* _Task to complete_: Turn all of the material below into a numbered list, leaving out any blank lines.

Items from a data source:
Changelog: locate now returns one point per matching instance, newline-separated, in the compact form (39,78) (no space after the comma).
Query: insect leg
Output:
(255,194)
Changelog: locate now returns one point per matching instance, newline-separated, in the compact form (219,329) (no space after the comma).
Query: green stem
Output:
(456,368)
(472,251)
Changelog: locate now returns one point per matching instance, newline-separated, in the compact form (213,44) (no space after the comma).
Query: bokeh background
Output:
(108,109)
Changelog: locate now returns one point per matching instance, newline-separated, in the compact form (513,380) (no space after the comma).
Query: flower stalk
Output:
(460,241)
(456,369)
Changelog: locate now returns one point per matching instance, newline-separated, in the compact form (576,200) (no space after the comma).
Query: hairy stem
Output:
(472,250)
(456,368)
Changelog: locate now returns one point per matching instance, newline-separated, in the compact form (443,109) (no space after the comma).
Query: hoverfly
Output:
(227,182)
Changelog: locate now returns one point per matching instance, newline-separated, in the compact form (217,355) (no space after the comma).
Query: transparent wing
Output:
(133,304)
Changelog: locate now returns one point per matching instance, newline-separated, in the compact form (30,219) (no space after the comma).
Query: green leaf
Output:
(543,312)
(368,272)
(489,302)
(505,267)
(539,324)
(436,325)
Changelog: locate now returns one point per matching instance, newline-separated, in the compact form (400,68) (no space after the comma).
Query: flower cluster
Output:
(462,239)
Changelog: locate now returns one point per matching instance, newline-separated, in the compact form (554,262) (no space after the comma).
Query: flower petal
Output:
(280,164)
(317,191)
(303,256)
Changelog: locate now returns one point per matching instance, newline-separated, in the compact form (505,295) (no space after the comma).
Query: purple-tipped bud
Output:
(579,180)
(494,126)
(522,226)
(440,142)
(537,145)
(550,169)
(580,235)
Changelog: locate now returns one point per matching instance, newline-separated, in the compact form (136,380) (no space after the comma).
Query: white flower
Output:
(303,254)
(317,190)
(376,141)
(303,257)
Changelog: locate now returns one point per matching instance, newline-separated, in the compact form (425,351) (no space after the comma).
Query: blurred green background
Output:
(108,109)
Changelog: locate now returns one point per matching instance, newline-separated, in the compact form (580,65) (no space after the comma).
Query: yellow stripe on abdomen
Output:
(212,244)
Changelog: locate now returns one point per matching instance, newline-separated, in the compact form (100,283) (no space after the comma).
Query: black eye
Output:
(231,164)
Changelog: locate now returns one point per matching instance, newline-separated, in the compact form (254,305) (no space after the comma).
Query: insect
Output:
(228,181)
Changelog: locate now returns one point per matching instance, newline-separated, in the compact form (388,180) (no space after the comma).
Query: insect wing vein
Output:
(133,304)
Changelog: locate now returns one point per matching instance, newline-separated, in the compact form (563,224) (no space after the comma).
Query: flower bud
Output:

* _Task output_:
1. Changelog: locate now returns one point per matching instance, newline-separated, in the compact form (39,78) (no space after the comma).
2. Query: insect leg
3. Output:
4. (255,194)
5. Changelog: locate now returns one point per matching instance, newline-separated, in the compact form (219,329) (no space after the comma).
6. Query: green stem
7. Output:
8. (456,368)
9. (472,251)
10. Changelog: locate now returns one point per matching instance, newline-separated, in the compact form (213,44) (no space after the comma).
11. Query: bokeh background
12. Output:
13. (108,109)
14. Changelog: locate now returns one point per matching instance, newline-separated, in the compact form (513,380) (no space after the comma).
15. Query: flower stalk
16. Output:
17. (460,241)
18. (456,369)
19. Changelog: locate now returns one point per matching instance, newline-separated, in the compact form (576,200) (no space after the comma).
20. Query: hairy stem
21. Output:
22. (472,250)
23. (456,368)
24. Changelog: locate now returns one point per matching instance, newline-separated, in the compact form (443,109) (no space after the comma).
25. Query: hoverfly
26. Output:
27. (227,182)
28. Changelog: locate now returns one point per matching instance, newline-separated, in the compact form (217,355) (no space after the comma).
29. Query: transparent wing
30. Output:
31. (133,304)
32. Changelog: locate now returns one point per matching instance, newline-separated, in the compact form (30,219) (no space after the comma).
33. Query: green leaf
34. Output:
35. (543,312)
36. (368,272)
37. (489,302)
38. (505,267)
39. (539,324)
40. (436,325)
41. Changelog: locate now returns one point per matching instance, newline-separated, in the compact form (400,68) (no space after the comma).
42. Query: flower cluster
43. Output:
44. (462,239)
45. Changelog: locate now returns one point per matching instance, newline-separated, in the compact form (554,262) (no space after the comma).
46. Query: flower petal
47. Output:
48. (280,164)
49. (317,191)
50. (303,256)
51. Changelog: locate now returns one point per matching instance, newline-separated, in the compact form (505,295) (no space after the comma).
52. Query: purple-tipped bud
53. Output:
54. (579,180)
55. (494,126)
56. (522,226)
57. (440,142)
58. (537,145)
59. (550,169)
60. (580,235)
61. Changelog: locate now returns one point per matching instance, newline-separated, in the compact form (136,380) (no space after the comma).
62. Query: white flower
63. Output:
64. (303,254)
65. (317,190)
66. (376,141)
67. (303,257)
68. Changelog: locate now returns one point per matching instance, newline-separated, in the compact form (425,351) (no space after the comma).
69. Query: blurred green background
70. Output:
71. (108,109)
72. Changelog: locate now returns one point per matching instance, newline-separated, in the compact form (580,65) (no space after the comma).
73. Query: yellow stripe on abdomen
74. Output:
75. (212,244)
76. Changelog: locate now returns one point per matching instance, newline-separated, in the compact form (100,283) (no space after the comma).
77. Query: black eye
78. Output:
79. (231,164)
80. Changelog: locate now returns one point per matching instance, newline-separated, in the compact form (254,305) (no space after the comma).
81. Query: insect
82. Output:
83. (228,181)
84. Changelog: locate now returns one point per matching instance, newline-separated, in the compact form (388,180) (no space after the comma).
85. Query: insect wing vein
86. Output:
87. (133,304)
88. Changelog: locate now returns one point per matching instance, newline-separated, in the compact form (563,224) (no space after the comma).
89. Query: flower bud
90. Output:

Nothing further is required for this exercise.